__What you have to do__:
From the entries below, pull out each line that contains the word "wooden", copying every such line in full.
━━ Given data ━━
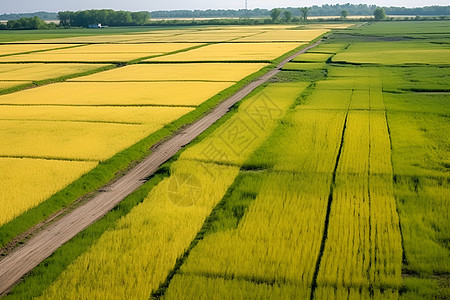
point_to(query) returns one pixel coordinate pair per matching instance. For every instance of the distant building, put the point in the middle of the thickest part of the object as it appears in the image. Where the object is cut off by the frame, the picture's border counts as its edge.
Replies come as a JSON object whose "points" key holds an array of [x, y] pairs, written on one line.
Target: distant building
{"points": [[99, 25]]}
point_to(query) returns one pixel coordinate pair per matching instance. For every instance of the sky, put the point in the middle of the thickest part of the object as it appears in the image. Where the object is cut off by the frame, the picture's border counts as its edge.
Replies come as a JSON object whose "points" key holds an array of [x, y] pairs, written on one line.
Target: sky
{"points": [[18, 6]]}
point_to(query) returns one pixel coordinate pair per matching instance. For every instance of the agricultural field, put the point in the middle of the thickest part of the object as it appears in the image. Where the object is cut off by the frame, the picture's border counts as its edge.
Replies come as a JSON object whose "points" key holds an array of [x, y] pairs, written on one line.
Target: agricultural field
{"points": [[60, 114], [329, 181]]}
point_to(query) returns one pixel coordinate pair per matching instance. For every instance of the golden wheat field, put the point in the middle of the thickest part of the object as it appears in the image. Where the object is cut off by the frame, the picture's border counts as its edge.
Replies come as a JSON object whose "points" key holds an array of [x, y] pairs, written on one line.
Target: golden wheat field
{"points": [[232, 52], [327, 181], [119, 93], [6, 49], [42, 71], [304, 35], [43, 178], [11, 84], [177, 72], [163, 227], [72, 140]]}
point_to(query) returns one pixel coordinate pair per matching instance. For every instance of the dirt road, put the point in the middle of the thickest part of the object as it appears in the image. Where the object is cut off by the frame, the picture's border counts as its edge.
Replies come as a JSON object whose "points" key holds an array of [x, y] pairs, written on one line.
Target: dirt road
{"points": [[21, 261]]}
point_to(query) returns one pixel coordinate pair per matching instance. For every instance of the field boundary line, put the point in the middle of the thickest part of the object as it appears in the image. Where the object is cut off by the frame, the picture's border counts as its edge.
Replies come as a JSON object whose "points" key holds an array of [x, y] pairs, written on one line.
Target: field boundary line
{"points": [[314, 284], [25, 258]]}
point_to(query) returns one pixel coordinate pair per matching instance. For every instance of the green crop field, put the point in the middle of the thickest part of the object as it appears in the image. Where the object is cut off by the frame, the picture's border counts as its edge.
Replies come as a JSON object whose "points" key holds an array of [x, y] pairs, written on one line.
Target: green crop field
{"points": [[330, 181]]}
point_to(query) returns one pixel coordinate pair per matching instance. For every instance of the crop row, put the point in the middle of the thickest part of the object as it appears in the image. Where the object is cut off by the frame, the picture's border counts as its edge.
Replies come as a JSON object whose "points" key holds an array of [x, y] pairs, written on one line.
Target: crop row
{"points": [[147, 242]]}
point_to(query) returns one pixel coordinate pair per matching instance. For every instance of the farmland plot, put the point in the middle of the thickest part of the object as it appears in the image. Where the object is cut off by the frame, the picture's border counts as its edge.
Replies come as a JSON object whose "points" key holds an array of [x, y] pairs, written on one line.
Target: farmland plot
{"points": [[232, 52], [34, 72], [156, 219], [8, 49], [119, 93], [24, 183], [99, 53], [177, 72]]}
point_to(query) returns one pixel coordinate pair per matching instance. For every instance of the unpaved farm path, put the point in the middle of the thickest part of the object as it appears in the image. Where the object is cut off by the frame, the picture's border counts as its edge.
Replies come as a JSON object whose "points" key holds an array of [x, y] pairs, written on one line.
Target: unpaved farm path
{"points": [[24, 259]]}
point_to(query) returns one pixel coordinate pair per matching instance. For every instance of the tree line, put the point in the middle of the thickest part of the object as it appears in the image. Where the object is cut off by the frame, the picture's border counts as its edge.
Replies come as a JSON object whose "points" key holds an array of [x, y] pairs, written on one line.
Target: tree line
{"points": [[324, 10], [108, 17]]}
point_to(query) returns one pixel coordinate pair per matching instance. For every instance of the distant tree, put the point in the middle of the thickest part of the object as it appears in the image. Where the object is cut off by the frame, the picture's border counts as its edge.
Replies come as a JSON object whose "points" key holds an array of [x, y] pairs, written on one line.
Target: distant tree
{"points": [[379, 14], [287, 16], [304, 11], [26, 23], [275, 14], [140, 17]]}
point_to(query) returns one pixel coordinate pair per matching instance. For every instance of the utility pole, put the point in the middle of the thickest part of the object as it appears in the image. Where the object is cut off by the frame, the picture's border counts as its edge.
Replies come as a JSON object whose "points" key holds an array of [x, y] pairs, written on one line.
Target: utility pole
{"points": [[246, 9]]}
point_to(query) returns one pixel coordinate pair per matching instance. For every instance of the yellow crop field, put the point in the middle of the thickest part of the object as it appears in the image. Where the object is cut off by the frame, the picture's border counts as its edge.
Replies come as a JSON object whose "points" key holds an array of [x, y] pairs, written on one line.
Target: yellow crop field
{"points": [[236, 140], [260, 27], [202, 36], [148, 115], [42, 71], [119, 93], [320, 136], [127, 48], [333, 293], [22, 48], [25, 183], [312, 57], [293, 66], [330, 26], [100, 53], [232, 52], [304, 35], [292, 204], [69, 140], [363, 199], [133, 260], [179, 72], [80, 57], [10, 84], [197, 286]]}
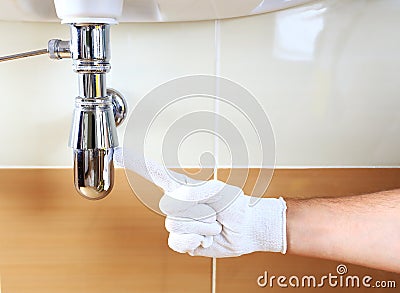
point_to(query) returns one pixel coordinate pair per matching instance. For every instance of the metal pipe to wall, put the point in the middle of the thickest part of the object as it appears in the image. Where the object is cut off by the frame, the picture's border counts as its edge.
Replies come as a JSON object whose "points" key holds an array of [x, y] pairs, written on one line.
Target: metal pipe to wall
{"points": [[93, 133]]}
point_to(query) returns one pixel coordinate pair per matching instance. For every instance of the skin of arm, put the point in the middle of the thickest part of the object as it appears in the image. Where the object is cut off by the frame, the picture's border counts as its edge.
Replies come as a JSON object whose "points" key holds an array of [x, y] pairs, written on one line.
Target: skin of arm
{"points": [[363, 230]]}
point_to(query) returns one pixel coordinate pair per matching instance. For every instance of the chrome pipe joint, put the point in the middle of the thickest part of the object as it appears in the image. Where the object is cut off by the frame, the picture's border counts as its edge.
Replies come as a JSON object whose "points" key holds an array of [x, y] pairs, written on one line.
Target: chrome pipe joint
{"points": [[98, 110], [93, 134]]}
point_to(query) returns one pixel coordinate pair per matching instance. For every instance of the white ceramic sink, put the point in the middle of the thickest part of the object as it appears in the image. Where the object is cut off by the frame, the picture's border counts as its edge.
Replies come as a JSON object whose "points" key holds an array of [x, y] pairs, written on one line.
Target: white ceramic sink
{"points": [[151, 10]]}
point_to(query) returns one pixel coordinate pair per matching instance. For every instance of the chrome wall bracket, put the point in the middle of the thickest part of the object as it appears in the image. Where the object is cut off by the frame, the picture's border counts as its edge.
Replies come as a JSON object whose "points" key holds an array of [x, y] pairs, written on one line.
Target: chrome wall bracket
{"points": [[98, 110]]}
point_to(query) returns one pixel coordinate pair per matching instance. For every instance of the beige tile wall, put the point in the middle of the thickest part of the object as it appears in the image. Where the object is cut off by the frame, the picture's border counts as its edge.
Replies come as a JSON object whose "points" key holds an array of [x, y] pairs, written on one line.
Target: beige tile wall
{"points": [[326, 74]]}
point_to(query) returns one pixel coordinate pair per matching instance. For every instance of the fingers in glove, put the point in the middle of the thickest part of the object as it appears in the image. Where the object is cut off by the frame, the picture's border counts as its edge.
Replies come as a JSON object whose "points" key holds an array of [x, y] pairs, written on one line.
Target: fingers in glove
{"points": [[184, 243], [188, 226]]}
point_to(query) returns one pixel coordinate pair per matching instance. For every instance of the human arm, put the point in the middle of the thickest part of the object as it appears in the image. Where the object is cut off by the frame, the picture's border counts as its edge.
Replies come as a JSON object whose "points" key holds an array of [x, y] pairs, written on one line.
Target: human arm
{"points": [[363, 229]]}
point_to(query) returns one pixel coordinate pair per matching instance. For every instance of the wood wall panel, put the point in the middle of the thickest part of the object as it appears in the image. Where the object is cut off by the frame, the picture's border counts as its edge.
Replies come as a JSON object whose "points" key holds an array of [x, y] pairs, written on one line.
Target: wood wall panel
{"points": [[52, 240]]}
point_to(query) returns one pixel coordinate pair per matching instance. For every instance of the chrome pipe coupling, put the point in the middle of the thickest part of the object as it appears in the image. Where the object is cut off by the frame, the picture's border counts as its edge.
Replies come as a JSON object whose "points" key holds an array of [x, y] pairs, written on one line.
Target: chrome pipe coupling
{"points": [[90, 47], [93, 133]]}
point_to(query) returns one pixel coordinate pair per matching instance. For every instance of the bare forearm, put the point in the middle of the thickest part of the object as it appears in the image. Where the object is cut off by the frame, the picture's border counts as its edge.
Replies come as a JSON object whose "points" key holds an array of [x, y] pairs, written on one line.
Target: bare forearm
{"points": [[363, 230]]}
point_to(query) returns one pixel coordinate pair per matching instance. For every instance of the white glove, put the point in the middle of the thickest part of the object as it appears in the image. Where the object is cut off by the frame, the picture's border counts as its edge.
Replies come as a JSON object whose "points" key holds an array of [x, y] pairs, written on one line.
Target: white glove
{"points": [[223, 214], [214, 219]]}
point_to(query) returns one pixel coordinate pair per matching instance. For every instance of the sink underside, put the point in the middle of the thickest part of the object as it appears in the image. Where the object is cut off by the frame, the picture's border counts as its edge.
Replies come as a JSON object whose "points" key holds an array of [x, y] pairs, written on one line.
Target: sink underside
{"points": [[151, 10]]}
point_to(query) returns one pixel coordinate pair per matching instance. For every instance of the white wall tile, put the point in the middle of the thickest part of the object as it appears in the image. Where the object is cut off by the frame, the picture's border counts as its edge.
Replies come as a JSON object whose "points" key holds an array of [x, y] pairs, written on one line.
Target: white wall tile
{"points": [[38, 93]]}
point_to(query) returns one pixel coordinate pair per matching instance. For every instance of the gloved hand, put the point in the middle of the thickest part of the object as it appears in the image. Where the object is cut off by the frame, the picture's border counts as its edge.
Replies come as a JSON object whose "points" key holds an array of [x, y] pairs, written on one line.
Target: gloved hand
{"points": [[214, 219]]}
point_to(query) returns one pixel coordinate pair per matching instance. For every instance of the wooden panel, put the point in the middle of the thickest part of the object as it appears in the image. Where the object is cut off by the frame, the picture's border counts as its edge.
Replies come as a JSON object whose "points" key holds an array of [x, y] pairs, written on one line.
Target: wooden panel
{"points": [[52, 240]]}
━━━
━━ Given data ━━
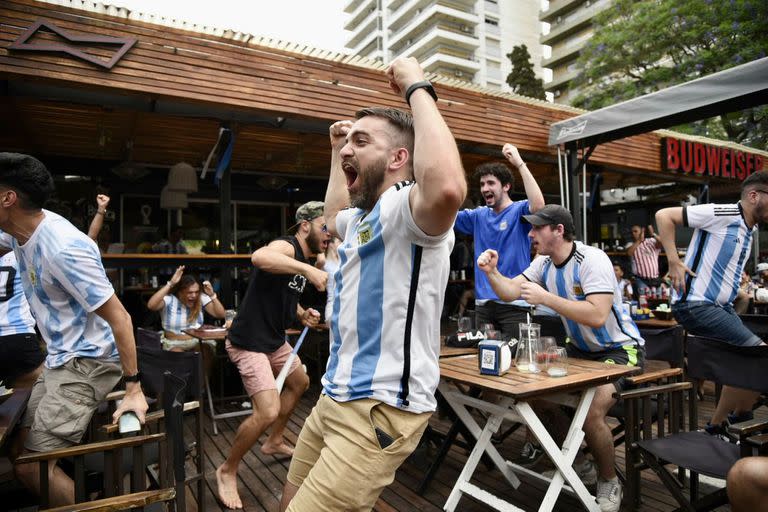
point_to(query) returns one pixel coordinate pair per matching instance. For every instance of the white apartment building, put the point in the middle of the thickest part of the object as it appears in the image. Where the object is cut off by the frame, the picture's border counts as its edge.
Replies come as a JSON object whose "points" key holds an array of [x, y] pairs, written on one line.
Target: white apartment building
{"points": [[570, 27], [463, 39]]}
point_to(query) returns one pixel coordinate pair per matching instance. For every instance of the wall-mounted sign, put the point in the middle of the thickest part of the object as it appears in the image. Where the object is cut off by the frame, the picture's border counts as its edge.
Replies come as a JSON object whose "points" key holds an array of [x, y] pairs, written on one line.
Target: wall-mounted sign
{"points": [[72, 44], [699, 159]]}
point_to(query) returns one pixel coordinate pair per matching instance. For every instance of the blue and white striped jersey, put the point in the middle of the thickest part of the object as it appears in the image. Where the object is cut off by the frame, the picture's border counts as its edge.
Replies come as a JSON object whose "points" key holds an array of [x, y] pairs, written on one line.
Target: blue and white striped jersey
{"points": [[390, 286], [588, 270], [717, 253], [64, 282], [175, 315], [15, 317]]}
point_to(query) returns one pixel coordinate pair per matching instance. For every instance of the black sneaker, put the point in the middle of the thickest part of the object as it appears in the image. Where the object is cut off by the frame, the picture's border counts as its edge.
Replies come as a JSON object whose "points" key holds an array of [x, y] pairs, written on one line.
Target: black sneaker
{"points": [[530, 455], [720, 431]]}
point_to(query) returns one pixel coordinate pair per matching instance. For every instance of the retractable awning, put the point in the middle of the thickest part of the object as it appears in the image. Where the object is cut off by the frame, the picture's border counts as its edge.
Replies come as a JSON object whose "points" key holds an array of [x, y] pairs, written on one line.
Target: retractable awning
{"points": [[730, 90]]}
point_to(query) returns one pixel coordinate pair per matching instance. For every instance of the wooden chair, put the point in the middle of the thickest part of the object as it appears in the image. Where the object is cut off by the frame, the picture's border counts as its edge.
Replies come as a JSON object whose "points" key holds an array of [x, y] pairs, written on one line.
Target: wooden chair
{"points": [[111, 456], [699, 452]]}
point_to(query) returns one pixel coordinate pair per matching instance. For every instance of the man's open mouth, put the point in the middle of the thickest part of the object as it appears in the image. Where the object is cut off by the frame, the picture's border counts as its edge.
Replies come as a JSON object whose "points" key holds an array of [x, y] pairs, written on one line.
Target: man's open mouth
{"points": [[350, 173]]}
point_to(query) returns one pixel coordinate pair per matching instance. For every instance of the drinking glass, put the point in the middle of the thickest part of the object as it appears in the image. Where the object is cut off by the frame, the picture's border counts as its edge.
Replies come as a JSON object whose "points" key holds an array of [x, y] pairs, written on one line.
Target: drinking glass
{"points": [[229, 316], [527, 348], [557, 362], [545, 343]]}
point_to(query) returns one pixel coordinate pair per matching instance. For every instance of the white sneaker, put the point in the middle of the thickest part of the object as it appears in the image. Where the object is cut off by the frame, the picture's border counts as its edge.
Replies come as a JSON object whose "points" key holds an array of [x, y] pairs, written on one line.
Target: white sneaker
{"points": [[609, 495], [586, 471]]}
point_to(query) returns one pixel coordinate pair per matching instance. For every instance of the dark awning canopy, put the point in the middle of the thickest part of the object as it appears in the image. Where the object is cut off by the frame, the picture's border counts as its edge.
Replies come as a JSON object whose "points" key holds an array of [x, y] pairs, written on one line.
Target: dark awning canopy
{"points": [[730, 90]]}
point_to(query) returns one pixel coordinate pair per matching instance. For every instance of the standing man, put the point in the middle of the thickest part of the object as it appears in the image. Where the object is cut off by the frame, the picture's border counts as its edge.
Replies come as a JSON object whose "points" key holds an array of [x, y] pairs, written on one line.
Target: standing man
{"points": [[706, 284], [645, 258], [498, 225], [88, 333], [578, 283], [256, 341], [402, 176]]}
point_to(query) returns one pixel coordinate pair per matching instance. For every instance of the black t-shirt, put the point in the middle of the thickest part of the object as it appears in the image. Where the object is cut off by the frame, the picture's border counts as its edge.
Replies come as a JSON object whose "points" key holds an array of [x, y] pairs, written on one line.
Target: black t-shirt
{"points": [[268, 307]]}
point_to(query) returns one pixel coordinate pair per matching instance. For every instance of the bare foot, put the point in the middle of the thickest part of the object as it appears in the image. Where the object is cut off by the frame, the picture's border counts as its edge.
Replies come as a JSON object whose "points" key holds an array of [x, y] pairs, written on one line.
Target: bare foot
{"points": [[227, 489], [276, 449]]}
━━━
━━ Given data ━━
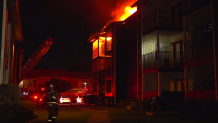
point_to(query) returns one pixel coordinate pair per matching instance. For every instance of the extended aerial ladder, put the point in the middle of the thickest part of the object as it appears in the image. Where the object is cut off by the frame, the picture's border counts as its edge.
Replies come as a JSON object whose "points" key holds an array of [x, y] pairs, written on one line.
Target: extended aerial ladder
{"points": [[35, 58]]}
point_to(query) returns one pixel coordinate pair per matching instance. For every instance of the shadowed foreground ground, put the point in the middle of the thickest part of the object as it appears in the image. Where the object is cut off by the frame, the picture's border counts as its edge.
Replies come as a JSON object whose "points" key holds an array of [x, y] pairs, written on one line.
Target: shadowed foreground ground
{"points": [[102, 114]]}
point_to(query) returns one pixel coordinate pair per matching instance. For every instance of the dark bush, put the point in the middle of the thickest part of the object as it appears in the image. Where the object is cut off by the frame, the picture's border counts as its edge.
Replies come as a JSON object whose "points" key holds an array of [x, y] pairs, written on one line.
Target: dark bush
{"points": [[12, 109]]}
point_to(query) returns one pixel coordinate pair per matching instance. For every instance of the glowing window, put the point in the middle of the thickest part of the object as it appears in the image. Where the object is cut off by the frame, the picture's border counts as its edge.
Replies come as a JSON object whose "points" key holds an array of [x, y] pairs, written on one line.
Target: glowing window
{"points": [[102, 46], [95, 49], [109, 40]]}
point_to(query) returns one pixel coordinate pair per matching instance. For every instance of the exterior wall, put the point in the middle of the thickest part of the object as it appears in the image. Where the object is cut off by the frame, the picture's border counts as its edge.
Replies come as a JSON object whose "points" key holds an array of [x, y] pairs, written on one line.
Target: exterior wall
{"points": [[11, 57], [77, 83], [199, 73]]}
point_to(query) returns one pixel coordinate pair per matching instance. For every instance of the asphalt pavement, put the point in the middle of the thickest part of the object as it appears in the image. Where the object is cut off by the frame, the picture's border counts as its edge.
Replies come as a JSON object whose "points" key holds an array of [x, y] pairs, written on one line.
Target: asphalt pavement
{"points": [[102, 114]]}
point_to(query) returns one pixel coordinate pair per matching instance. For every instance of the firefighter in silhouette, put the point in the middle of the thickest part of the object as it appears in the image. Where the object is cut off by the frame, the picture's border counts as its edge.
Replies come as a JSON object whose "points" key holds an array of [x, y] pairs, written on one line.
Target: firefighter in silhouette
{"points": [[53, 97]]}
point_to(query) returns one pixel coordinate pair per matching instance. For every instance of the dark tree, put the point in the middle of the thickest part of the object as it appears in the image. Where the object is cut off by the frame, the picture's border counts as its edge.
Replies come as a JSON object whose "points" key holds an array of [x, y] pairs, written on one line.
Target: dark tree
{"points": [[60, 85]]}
━━━
__Output for this exercise__:
point_to(query) returns one pixel coordinate pair per matching instance. For every instance of the wooden panel, put the point in the middle of the thickest part of the object as it appears in the image. Where the object is cut off by the frame, the picture's border counts as its edge.
Target: wooden panel
point_to(query) returns one pixel coordinate pair per matching instance. For every instance of the wooden chair, put the point in the middle of the thickest part of the object as it appears in the image. Where the object is cut off by the frame, the picture's border counts as its edge.
Target: wooden chair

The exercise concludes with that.